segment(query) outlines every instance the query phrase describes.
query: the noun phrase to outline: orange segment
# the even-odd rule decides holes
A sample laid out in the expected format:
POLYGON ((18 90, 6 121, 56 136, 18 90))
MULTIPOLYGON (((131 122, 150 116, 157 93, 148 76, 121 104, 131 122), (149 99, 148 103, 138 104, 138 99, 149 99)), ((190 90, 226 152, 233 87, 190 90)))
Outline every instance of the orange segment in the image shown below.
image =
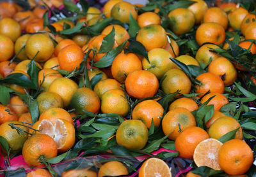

++++++++

**Exercise directions:** Render all of the data above as a JSON list of strings, with one string per line and blank lines omitted. Exclude the picture from the list.

**Result below:**
[
  "segment(query) outlines every instance the query phrase describes.",
  "query: the noun phrase to outline: orange segment",
  "# the even-odd rule decides holes",
  "A sample laid out in the expected format:",
  "POLYGON ((18 90, 6 121, 56 136, 18 90))",
  "MULTIPOLYGON (((131 122, 150 116, 157 93, 148 76, 121 104, 131 122), (149 99, 148 103, 138 104, 138 99, 149 99)), ((190 90, 226 152, 233 87, 190 90)))",
  "Outline every instance of the orange segment in the image shown below.",
  "image ="
]